--- Begin Records ---

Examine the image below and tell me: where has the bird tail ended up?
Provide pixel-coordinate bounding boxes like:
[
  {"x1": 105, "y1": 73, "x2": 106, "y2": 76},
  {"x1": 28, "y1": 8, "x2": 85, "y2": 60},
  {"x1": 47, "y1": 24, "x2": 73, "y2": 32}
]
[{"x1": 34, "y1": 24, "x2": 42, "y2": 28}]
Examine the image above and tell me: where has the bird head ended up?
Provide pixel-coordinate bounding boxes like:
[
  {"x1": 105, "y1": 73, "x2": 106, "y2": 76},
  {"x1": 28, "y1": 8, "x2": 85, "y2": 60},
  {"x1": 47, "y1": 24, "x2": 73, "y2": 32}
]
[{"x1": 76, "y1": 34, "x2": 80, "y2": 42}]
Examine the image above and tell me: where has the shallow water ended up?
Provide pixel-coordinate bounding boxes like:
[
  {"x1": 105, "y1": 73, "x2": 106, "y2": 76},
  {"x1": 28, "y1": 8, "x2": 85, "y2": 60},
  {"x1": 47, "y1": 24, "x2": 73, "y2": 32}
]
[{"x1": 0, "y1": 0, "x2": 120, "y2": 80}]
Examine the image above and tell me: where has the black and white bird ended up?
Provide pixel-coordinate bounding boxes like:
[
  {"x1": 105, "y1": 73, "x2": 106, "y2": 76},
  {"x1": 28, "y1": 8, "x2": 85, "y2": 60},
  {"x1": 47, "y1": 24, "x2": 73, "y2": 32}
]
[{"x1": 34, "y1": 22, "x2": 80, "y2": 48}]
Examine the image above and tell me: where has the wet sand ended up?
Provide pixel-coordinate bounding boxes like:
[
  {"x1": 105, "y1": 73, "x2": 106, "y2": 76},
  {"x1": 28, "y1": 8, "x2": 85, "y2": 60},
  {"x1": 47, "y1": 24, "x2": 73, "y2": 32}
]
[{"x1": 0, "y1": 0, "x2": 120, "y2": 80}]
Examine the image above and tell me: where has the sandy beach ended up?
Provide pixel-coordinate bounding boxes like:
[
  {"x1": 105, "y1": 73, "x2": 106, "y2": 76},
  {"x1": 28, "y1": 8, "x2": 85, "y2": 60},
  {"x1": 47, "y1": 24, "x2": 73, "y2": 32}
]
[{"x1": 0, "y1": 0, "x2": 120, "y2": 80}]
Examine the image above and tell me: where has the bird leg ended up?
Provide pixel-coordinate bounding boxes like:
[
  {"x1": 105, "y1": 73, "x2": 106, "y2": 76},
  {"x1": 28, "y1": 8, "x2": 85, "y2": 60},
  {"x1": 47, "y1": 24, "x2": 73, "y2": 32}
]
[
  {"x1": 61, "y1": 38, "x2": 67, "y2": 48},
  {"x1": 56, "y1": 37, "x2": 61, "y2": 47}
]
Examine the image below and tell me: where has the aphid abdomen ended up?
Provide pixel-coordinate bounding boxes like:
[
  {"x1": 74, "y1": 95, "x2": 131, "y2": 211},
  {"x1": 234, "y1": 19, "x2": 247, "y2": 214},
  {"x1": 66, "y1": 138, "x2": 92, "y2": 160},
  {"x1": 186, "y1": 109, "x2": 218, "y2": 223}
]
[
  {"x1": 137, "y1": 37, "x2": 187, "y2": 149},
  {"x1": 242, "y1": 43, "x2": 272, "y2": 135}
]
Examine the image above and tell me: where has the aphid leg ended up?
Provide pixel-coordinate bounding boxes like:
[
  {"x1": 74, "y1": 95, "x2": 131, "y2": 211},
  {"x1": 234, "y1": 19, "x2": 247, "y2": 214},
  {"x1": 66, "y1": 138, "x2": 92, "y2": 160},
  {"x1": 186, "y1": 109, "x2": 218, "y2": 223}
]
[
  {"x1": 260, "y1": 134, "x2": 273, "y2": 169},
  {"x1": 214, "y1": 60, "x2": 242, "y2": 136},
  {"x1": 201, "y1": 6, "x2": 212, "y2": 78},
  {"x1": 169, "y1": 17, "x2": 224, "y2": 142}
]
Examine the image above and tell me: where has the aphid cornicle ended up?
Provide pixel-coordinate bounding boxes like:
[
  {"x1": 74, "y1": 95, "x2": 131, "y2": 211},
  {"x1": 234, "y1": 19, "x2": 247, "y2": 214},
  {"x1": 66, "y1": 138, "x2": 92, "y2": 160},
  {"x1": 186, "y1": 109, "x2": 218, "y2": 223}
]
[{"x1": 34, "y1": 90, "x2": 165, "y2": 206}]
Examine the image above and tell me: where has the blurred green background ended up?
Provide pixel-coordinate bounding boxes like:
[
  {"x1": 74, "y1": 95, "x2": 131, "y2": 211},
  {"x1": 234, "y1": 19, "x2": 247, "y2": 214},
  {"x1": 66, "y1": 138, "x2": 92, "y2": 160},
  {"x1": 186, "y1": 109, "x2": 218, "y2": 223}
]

--- End Records ---

# [Given problem]
From the rows above, copy out every line that contains the word "aphid".

# [Worked answer]
Examine the image below and tell me: where has the aphid abdomen ended up?
Examine the image above and tell me: where has the aphid leg ended up?
Examine the image above and tell me: where has the aphid cornicle ended up?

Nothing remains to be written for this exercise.